→ Text:
>>
“The rumors are true,” tweeted Lady Gaga yesterday, confirming her two-year residency at MGM’s Park Theatre in Las Vegas. Due to begin in December next year, the residency will see Gaga follow the likes of Cher, Celine and Britney as the latest in a long line of huge names setting up camp in Sin City. As well as confirming she’ll be developing a brand new show for the occasion, Gaga was keen to express her excitement, tweeting: “It’s been my lifelong dream to be a Las Vegas girl, I’m so overjoyed!” For fans able to afford a trip to the infamous city, this is surely something to celebrate. For those patiently awaiting some decent new music however, it’s another frustrating misstep in a career fast becoming characterised by premature nostalgia and poor creative choices.
A Las Vegas residency is an unusual move for a relatively young musician. Typically, it’s older acts who commit themselves to a Vegas contract, pop stars with a long career to celebrate and who just can’t be arsed to do a proper tour. It’s reserved for musicians who have resigned themselves to nostalgia-act (or worse, novelty-act) status, performers who can drag out their old hits without having to offer up anything new, safe in the knowledge they’ll draw huge crowds night after night, their fanbase old enough to have sufficient disposable income to hop on a plane to Nevada.
But for Gaga, it’s different – or at least it should be. After the minor disaster that was Joanne, she should be looking to the future, concocting a new album to silence cynical shit-munchers like me, not anchoring herself to Las Vegas. It’s a move that defies the forward-thinking, pop-saving star who burst onto the scene in 2008, instead feeling more fitting of someone twice her age who’s all out of ideas. Even Britney had been in the business longer than Gaga when her residency began in 2013, and by then she was already teetering on the fringes of the mainstream. For her, a retrospective extravaganza made sense. A celebration of her old hits that allowed her to cement her status as a music icon while getting plenty of time with her kids in the evenings. Gaga, on the other hand, hasn’t earned the legendary status afforded to the likes of Britney, Mariah et al, making a stint in Vegas feel premature.
<<
→ What this task involves: Update the stretch from "A Las Vegas residency" through "plane to Nevada." in the Lady Gaga residency text by changing "Nevada" to "the desert".

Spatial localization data
>>
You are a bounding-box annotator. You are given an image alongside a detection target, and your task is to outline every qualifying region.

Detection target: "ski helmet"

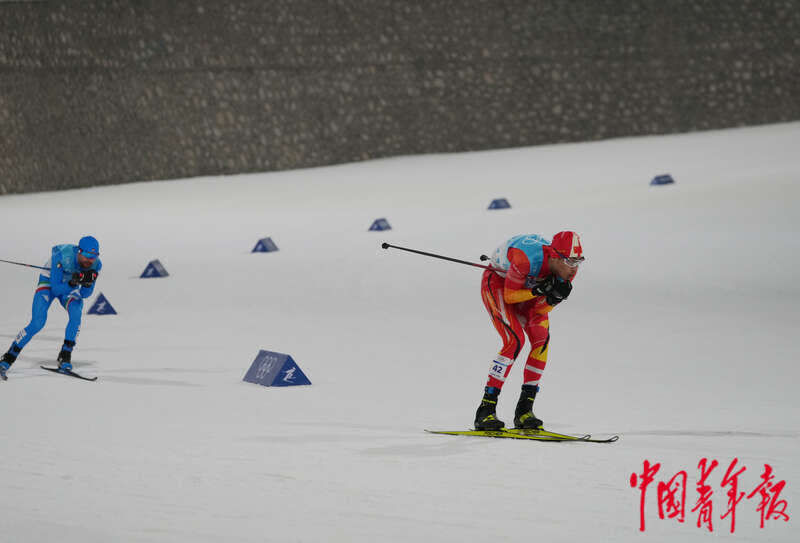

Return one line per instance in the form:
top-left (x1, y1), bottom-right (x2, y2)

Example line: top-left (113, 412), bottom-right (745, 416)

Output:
top-left (78, 236), bottom-right (100, 258)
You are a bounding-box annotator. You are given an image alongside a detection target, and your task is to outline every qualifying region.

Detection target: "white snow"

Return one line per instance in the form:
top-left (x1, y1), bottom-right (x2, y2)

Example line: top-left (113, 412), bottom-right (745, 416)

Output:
top-left (0, 123), bottom-right (800, 543)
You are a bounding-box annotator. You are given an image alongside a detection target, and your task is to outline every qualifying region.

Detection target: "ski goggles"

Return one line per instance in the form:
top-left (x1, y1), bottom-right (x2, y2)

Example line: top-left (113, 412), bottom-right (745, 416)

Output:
top-left (553, 249), bottom-right (586, 268)
top-left (78, 249), bottom-right (100, 260)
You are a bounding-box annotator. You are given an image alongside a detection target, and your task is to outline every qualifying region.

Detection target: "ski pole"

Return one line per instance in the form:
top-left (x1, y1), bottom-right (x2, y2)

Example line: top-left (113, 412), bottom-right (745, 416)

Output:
top-left (381, 242), bottom-right (506, 272)
top-left (0, 258), bottom-right (50, 271)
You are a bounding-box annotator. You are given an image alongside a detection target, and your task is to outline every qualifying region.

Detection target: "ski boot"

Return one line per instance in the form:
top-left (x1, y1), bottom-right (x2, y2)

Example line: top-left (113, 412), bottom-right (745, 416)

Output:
top-left (0, 346), bottom-right (19, 381)
top-left (58, 349), bottom-right (72, 372)
top-left (475, 387), bottom-right (505, 430)
top-left (514, 385), bottom-right (542, 430)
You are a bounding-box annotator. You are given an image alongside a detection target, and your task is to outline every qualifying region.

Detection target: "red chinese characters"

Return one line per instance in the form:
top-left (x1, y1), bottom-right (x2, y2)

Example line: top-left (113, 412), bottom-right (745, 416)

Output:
top-left (630, 458), bottom-right (790, 533)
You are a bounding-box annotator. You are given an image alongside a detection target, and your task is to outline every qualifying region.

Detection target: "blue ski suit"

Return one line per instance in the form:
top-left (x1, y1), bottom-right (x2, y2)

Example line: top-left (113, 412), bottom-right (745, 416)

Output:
top-left (12, 244), bottom-right (103, 352)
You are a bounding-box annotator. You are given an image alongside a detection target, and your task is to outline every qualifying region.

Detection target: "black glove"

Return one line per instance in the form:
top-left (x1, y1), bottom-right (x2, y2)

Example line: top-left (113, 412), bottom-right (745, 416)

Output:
top-left (81, 270), bottom-right (97, 288)
top-left (531, 275), bottom-right (572, 305)
top-left (528, 275), bottom-right (556, 296)
top-left (545, 280), bottom-right (572, 305)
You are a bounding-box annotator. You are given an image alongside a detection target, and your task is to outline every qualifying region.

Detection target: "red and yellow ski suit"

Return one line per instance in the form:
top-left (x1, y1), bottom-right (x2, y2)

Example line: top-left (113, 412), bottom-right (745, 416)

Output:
top-left (481, 235), bottom-right (555, 389)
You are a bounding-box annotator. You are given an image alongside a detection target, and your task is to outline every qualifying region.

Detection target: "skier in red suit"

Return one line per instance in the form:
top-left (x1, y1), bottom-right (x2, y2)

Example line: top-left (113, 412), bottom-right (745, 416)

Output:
top-left (475, 231), bottom-right (584, 430)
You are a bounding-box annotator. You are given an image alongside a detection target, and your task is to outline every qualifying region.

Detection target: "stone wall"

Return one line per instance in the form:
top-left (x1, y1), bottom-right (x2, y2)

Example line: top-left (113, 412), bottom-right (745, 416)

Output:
top-left (0, 0), bottom-right (800, 193)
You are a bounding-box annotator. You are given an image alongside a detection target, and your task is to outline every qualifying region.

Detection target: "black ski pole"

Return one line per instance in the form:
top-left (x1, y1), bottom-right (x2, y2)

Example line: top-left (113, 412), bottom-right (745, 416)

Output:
top-left (0, 258), bottom-right (50, 271)
top-left (381, 242), bottom-right (506, 272)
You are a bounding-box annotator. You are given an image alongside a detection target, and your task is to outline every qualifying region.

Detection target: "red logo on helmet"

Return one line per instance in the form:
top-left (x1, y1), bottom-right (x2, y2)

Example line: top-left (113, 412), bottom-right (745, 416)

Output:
top-left (550, 230), bottom-right (583, 258)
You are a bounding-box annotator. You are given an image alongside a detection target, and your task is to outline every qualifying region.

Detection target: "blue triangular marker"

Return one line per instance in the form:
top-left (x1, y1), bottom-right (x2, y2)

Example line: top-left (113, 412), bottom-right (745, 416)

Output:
top-left (242, 349), bottom-right (311, 387)
top-left (489, 198), bottom-right (511, 209)
top-left (250, 238), bottom-right (278, 253)
top-left (369, 219), bottom-right (392, 231)
top-left (86, 292), bottom-right (117, 315)
top-left (139, 260), bottom-right (169, 278)
top-left (650, 174), bottom-right (675, 185)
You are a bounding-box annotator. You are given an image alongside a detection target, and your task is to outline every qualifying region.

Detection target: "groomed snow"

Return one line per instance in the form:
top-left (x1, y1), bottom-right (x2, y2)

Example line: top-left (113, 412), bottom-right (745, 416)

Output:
top-left (0, 123), bottom-right (800, 543)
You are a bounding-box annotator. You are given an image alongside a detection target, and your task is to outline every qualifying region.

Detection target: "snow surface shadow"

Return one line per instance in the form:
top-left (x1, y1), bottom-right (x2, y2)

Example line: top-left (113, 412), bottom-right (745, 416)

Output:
top-left (361, 442), bottom-right (488, 458)
top-left (100, 375), bottom-right (202, 387)
top-left (620, 430), bottom-right (800, 438)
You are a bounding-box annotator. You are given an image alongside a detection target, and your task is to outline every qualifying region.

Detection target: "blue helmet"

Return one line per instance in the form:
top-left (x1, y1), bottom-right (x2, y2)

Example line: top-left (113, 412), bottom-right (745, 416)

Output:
top-left (78, 236), bottom-right (100, 258)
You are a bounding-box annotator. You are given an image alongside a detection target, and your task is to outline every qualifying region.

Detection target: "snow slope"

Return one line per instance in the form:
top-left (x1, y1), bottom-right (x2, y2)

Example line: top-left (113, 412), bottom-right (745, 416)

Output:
top-left (0, 123), bottom-right (800, 543)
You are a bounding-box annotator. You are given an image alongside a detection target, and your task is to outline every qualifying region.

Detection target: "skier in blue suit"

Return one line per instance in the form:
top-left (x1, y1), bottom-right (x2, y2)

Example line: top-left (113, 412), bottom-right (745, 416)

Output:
top-left (0, 236), bottom-right (102, 379)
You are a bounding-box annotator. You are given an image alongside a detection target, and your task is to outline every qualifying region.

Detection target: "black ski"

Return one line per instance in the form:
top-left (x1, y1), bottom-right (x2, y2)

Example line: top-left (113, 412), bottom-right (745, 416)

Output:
top-left (39, 366), bottom-right (97, 381)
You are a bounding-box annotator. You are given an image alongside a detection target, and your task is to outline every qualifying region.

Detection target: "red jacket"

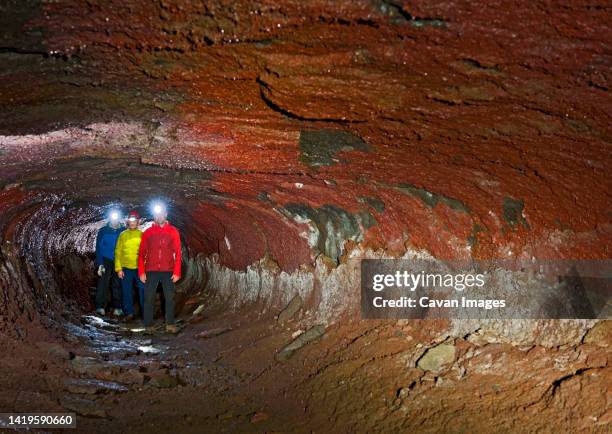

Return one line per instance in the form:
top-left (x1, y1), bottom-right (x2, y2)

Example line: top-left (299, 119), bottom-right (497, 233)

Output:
top-left (138, 222), bottom-right (181, 277)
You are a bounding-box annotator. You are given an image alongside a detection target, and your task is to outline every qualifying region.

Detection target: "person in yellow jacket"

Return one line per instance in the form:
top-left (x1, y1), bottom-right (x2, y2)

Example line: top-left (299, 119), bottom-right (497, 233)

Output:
top-left (115, 211), bottom-right (144, 321)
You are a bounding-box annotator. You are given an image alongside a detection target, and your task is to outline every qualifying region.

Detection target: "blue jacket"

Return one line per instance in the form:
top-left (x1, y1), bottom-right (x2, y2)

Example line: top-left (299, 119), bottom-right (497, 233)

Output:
top-left (96, 225), bottom-right (124, 265)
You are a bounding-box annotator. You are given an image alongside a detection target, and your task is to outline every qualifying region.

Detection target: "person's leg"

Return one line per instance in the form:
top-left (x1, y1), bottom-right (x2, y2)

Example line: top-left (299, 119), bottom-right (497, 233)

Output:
top-left (144, 271), bottom-right (160, 327)
top-left (135, 270), bottom-right (144, 318)
top-left (121, 268), bottom-right (138, 315)
top-left (96, 260), bottom-right (112, 310)
top-left (109, 259), bottom-right (123, 310)
top-left (161, 271), bottom-right (174, 325)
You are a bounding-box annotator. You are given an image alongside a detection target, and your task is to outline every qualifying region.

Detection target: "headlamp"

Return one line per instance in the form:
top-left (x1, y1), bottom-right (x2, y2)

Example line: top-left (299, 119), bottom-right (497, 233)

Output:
top-left (153, 203), bottom-right (166, 215)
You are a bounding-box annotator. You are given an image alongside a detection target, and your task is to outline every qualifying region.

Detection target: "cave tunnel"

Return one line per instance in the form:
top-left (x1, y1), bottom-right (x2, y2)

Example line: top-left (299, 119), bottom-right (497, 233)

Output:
top-left (0, 0), bottom-right (612, 433)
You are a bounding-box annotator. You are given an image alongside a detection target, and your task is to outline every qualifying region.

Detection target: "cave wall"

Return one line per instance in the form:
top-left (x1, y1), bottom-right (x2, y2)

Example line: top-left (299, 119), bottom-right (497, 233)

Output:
top-left (0, 0), bottom-right (612, 341)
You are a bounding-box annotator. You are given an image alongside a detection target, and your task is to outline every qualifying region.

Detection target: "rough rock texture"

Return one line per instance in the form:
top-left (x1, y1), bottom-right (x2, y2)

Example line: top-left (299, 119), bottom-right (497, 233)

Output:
top-left (0, 0), bottom-right (612, 432)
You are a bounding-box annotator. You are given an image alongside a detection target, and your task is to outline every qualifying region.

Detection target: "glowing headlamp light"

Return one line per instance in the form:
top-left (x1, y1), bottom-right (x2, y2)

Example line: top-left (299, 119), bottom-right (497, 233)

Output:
top-left (153, 203), bottom-right (166, 215)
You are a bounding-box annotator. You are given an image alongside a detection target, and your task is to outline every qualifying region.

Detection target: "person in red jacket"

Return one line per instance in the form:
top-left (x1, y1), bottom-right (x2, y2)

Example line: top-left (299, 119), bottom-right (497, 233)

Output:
top-left (138, 205), bottom-right (181, 333)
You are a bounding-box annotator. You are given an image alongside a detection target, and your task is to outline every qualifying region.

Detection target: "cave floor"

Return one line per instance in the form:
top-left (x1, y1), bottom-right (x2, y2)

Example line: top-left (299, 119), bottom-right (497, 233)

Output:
top-left (0, 307), bottom-right (612, 433)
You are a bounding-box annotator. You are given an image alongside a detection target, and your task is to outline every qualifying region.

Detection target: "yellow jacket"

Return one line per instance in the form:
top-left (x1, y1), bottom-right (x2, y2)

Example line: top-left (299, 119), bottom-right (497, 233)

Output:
top-left (115, 229), bottom-right (142, 271)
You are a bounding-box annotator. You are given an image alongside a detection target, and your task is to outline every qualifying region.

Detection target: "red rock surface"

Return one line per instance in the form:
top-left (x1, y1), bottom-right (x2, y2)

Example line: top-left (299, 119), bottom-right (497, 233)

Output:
top-left (2, 1), bottom-right (612, 269)
top-left (0, 0), bottom-right (612, 432)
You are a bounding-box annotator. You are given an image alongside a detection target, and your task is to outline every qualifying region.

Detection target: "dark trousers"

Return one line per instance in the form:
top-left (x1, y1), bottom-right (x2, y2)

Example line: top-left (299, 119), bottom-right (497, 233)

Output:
top-left (96, 258), bottom-right (121, 309)
top-left (144, 271), bottom-right (174, 327)
top-left (121, 268), bottom-right (144, 315)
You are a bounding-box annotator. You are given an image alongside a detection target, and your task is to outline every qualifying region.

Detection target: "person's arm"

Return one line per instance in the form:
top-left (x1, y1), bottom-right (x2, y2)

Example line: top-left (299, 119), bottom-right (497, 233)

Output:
top-left (115, 232), bottom-right (125, 273)
top-left (172, 228), bottom-right (181, 280)
top-left (138, 229), bottom-right (149, 277)
top-left (96, 227), bottom-right (104, 266)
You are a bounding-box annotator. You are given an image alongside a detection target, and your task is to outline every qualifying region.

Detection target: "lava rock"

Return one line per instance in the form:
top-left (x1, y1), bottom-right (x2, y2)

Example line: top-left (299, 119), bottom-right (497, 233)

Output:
top-left (148, 369), bottom-right (180, 389)
top-left (36, 342), bottom-right (70, 360)
top-left (115, 369), bottom-right (145, 386)
top-left (195, 327), bottom-right (232, 339)
top-left (584, 320), bottom-right (612, 347)
top-left (70, 356), bottom-right (104, 375)
top-left (64, 378), bottom-right (128, 395)
top-left (278, 294), bottom-right (304, 323)
top-left (60, 395), bottom-right (107, 418)
top-left (417, 344), bottom-right (455, 371)
top-left (276, 324), bottom-right (325, 362)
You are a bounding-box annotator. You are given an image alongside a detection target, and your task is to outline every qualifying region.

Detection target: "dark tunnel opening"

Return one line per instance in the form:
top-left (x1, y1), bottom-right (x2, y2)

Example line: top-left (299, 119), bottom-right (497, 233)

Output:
top-left (0, 0), bottom-right (612, 433)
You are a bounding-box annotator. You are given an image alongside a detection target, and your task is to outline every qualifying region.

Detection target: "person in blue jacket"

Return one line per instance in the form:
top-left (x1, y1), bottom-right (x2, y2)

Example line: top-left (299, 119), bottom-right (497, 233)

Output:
top-left (96, 211), bottom-right (123, 316)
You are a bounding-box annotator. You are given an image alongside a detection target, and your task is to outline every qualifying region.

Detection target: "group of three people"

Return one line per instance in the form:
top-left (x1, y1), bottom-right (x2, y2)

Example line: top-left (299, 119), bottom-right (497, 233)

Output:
top-left (95, 205), bottom-right (181, 333)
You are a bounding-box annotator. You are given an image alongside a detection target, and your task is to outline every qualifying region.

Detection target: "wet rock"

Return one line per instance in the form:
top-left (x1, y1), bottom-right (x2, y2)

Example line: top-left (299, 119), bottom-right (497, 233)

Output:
top-left (276, 324), bottom-right (325, 362)
top-left (147, 369), bottom-right (180, 389)
top-left (584, 320), bottom-right (612, 347)
top-left (115, 369), bottom-right (145, 386)
top-left (502, 197), bottom-right (529, 229)
top-left (300, 129), bottom-right (370, 166)
top-left (280, 203), bottom-right (377, 261)
top-left (251, 411), bottom-right (270, 423)
top-left (36, 342), bottom-right (70, 360)
top-left (14, 390), bottom-right (61, 413)
top-left (192, 304), bottom-right (205, 316)
top-left (195, 327), bottom-right (232, 339)
top-left (70, 356), bottom-right (105, 375)
top-left (278, 294), bottom-right (304, 323)
top-left (60, 395), bottom-right (107, 418)
top-left (64, 378), bottom-right (128, 395)
top-left (417, 344), bottom-right (455, 371)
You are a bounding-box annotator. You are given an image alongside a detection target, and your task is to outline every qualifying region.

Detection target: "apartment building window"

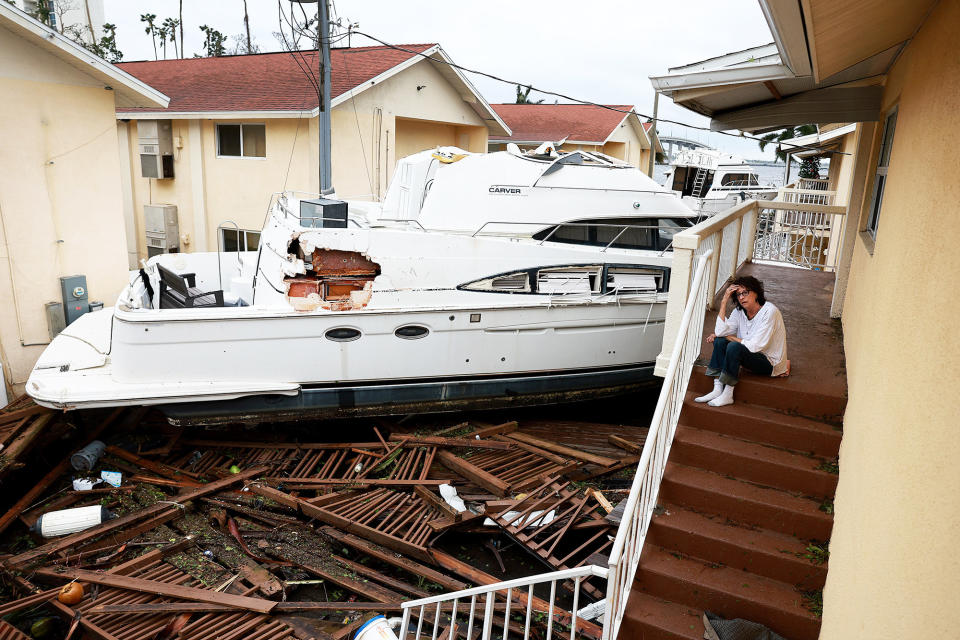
<<
→ Solution below:
A Las Vegas residency is an unusual move for a relatively young musician. Typically, it’s older acts who commit themselves to a Vegas contract, pop stars with a long career to celebrate and who just can’t be arsed to do a proper tour. It’s reserved for musicians who have resigned themselves to nostalgia-act (or worse, novelty-act) status, performers who can drag out their old hits without having to offer up anything new, safe in the knowledge they’ll draw huge crowds night after night, their fanbase old enough to have sufficient disposable income to hop on a plane to the desert.